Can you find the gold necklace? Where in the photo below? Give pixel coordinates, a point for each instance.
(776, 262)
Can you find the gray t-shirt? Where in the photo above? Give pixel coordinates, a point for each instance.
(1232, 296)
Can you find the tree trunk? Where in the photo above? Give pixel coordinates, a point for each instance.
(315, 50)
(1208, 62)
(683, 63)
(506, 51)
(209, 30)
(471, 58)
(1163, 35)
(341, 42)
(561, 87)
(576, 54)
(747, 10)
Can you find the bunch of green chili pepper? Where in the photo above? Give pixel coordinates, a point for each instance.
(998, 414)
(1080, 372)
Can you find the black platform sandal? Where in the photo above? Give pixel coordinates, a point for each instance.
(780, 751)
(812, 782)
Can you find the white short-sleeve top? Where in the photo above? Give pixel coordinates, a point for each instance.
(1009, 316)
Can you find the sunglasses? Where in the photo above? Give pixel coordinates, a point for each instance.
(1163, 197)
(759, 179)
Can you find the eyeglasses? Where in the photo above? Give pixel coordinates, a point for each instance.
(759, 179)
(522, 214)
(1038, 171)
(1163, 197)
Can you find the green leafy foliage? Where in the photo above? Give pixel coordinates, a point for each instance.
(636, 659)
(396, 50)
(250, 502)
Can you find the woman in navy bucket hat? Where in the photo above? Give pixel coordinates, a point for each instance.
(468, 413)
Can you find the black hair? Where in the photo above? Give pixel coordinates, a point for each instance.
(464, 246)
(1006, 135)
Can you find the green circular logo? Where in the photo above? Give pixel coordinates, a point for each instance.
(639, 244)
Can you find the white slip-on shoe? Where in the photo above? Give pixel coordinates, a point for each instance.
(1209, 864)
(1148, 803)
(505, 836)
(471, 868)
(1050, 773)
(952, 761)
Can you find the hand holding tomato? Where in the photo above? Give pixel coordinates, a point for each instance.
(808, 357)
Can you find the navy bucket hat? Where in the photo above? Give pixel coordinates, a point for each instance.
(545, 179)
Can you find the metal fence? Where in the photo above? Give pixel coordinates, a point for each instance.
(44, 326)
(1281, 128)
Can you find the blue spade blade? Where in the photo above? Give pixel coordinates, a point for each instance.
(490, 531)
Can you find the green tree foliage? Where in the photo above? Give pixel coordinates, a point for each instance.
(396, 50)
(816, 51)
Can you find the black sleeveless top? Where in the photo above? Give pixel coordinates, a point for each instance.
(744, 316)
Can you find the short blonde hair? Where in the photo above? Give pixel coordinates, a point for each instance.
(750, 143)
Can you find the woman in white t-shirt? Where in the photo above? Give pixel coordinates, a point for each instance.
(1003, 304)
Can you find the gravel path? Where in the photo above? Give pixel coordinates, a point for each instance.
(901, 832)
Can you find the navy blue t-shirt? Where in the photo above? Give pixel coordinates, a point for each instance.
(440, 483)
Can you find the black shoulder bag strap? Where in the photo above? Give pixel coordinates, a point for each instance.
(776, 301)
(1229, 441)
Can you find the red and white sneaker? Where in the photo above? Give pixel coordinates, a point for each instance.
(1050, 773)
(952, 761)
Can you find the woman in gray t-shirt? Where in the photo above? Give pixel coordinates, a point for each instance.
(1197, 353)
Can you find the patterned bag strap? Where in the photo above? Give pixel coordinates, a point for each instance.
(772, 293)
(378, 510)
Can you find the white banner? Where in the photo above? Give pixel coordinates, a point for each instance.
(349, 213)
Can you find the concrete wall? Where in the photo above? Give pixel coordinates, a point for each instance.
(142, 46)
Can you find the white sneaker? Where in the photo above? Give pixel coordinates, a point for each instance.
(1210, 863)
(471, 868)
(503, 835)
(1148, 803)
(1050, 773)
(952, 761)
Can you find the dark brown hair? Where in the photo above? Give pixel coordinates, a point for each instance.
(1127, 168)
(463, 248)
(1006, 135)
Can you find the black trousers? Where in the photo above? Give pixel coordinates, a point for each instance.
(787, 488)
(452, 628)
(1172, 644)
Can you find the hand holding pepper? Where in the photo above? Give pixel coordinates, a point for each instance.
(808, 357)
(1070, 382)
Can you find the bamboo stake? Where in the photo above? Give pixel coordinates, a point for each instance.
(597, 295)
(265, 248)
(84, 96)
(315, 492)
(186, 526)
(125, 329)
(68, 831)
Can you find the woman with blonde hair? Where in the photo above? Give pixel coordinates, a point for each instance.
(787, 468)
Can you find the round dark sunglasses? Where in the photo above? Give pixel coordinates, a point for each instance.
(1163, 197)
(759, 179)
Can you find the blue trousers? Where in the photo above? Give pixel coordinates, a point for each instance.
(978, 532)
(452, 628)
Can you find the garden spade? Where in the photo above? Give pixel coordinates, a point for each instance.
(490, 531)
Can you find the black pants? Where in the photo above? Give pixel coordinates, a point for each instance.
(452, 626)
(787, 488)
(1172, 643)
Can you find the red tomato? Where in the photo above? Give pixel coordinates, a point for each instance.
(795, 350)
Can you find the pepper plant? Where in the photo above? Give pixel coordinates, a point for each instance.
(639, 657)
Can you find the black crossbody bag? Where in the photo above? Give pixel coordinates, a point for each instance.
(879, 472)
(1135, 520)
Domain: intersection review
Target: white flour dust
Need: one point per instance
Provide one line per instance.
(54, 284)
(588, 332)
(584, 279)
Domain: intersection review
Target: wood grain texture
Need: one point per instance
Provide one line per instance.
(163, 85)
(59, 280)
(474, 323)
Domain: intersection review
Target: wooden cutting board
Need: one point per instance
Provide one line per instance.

════════

__Problem statement__
Write every line of the material above as a JSON list of strings, with one string per line and blank lines omitted.

__Exercise result__
[
  "Can you find the gold necklace? Where in the photo below? Give pixel coordinates, a point for each instance.",
  "(776, 262)",
  "Can you find the gray t-shirt? Where in the photo above? Give pixel coordinates, a point for each instance.",
  "(1232, 296)",
  "Can you find the tree trunk? Where in the photo above? Give pixel coordinates, a point for each instance.",
  "(315, 50)",
  "(1208, 62)",
  "(683, 63)",
  "(506, 51)",
  "(209, 30)",
  "(471, 58)",
  "(1163, 35)",
  "(341, 42)",
  "(561, 87)",
  "(576, 54)",
  "(747, 10)",
  "Can you find the bunch of green chili pepper? Where in the photo above? Give pixel coordinates, a point for each instance.",
  "(998, 414)",
  "(1080, 372)",
  "Can you find the black platform sandal? Where in the photo above? Give pixel coordinates, a point for each instance.",
  "(780, 751)",
  "(812, 782)",
  "Can you find the white short-sleeve top? Where in the photo above? Give pixel coordinates, a point for each instance.",
  "(1009, 316)",
  "Can you find the sunglasses? Where in the photo above? Give pixel coordinates, a point for each instance.",
  "(1163, 197)",
  "(759, 179)",
  "Can you find the eyeglasses? Where in the photo above? Give pixel coordinates, a point for each instance.",
  "(759, 179)",
  "(522, 214)",
  "(1038, 171)",
  "(1163, 197)",
  "Can you find the green leafy foliage? Where in the photo above? Give pixel coordinates, a point for each instance.",
  "(636, 659)",
  "(396, 50)",
  "(250, 502)",
  "Can you find the woman in navy bucket hat? Where in the photo above? Give pixel coordinates, a point for each instance.",
  "(468, 413)",
  "Can you find the black hair? Where in the photo above? Give pixel coordinates, a point for each instance.",
  "(464, 246)",
  "(1006, 135)",
  "Can you find the green circular logo? Where in the photo above? Give pixel coordinates, a point for each instance.",
  "(639, 244)",
  "Can you find the white slip-on shoe? Where in the photo above? Give pixel coordinates, a point for each instance.",
  "(1209, 864)",
  "(1148, 803)",
  "(505, 836)",
  "(471, 868)",
  "(1050, 773)",
  "(952, 761)",
  "Can you find the hand holding tomato? Where in the photo above? Give pixel coordinates, a point for each instance.",
  "(808, 357)",
  "Can you find the navy bucket hat? Where in the photo above? Give pixel coordinates, a point for each instance.",
  "(545, 179)",
  "Can you find the metal fence? Where in the photo above? Give pixel coordinates, a point for each instance.",
  "(44, 326)",
  "(1281, 128)",
  "Can you find the blue spade blade? Where in the photo above? Give pixel coordinates, a point for each instance.",
  "(490, 531)",
  "Can you find the green tree foliage? Where in the photo above? Give pixel coordinates, a point for each instance.",
  "(396, 50)",
  "(816, 51)",
  "Can you find the black sleeveless top? Where in the photo above? Give pixel coordinates, a point for each instance.",
  "(744, 316)",
  "Can you find the short blonde hair? Where in the photo above? Give pixel coordinates, a point for each instance.",
  "(750, 143)",
  "Can you find the woman in white t-shirt? Where in the photo above? Give pixel coordinates, a point for each instance.",
  "(1003, 304)",
  "Can you find the gravel path? Where in the photo above? Give pixel coordinates, a point for each instance.",
  "(901, 832)",
  "Can you find the navy blue t-shirt? Where in the photo above? Give pixel coordinates, a point for each instance.",
  "(440, 483)",
  "Can you find the black shoulder bag strap? Where in the photo above? Give pixel coordinates, a point for each instance.",
  "(776, 301)",
  "(1229, 441)",
  "Can you find the red and white sneaker? Where in the photo above? Give pixel coordinates, a point for each instance.",
  "(1050, 773)",
  "(952, 761)",
  "Can you find the woman in gray t-shirt? Where in the photo above? Give pixel coordinates, a point for each instance.",
  "(1197, 353)",
  "Can you find the patterned bag strap? Where in the photo above? Give pixel coordinates, a point for each instance.",
  "(772, 293)",
  "(378, 510)",
  "Can you find the white banner? Where in the photo above? Give pixel coordinates, a point for each instance.",
  "(349, 213)",
  "Can you find the concrete wall? Where in the photo above? Give pixel coordinates, a point for each instance.",
  "(142, 46)",
  "Can you find the white sneaker? Where in the photo above? Give pixel coordinates, a point for each instance.",
  "(1210, 863)",
  "(471, 868)",
  "(503, 835)",
  "(1148, 803)",
  "(1050, 773)",
  "(952, 761)",
  "Can you find the dark brown hair? Where in the photo above? Give pixel coordinates, a point for each instance.",
  "(1127, 168)",
  "(463, 248)",
  "(1006, 135)",
  "Can you find the black trousers? Where in the photo above? Give pixel coordinates, a point for each instance.",
  "(787, 488)",
  "(452, 628)",
  "(1172, 644)",
  "Can you find the hand holding pepper? Where in the photo above? Give pixel coordinates, a point for each instance.",
  "(808, 357)",
  "(1070, 382)",
  "Can you find the bamboo stake? Where in the photo above? Give pixel coordinates, a point for each instance.",
  "(597, 295)",
  "(265, 248)",
  "(84, 96)",
  "(315, 492)",
  "(186, 526)",
  "(125, 329)",
  "(68, 831)",
  "Can you find the woman with blonde hair? Where in the photo above? Give pixel coordinates, a point for each instance.",
  "(787, 468)",
  "Can you find the round dark sunglasses? Where in the photo above? Give pixel coordinates, a point for each instance.",
  "(1163, 197)",
  "(759, 179)",
  "Can you find the blue trousers? Where in the photo above? Give pixel coordinates, a point for each instance.",
  "(978, 532)",
  "(452, 628)",
  "Can you find the garden spade? Where in the photo above? Give pixel coordinates, a point for each instance.",
  "(490, 531)",
  "Can you find the black pants? Where in the photo above? Give pixel coordinates, a point for each instance.",
  "(452, 626)",
  "(787, 488)",
  "(1172, 643)",
  "Can you find the red tomato? Where in the photo above? Give pixel coordinates, a point for each instance.",
  "(795, 350)",
  "Can you find the pepper plant? Where in the photo above? Give pixel coordinates, a point for each instance.",
  "(639, 657)",
  "Can you find the black crossbody bag? Where in the photo above? Give pixel coordinates, a point for each instance.",
  "(879, 472)",
  "(1135, 520)",
  "Domain: intersection review",
  "Target: white flour dust",
  "Need: one point per instance",
  "Provide one line per instance.",
  "(54, 284)",
  "(588, 332)",
  "(584, 279)",
  "Domain: intersection review",
  "Target: wood grain texture",
  "Need: one point per instance",
  "Provide one line per instance.",
  "(163, 85)",
  "(59, 280)",
  "(474, 323)",
  "Domain: intersection review",
  "Target: wooden cutting board",
  "Need: one point per instance",
  "Provide one line per instance."
]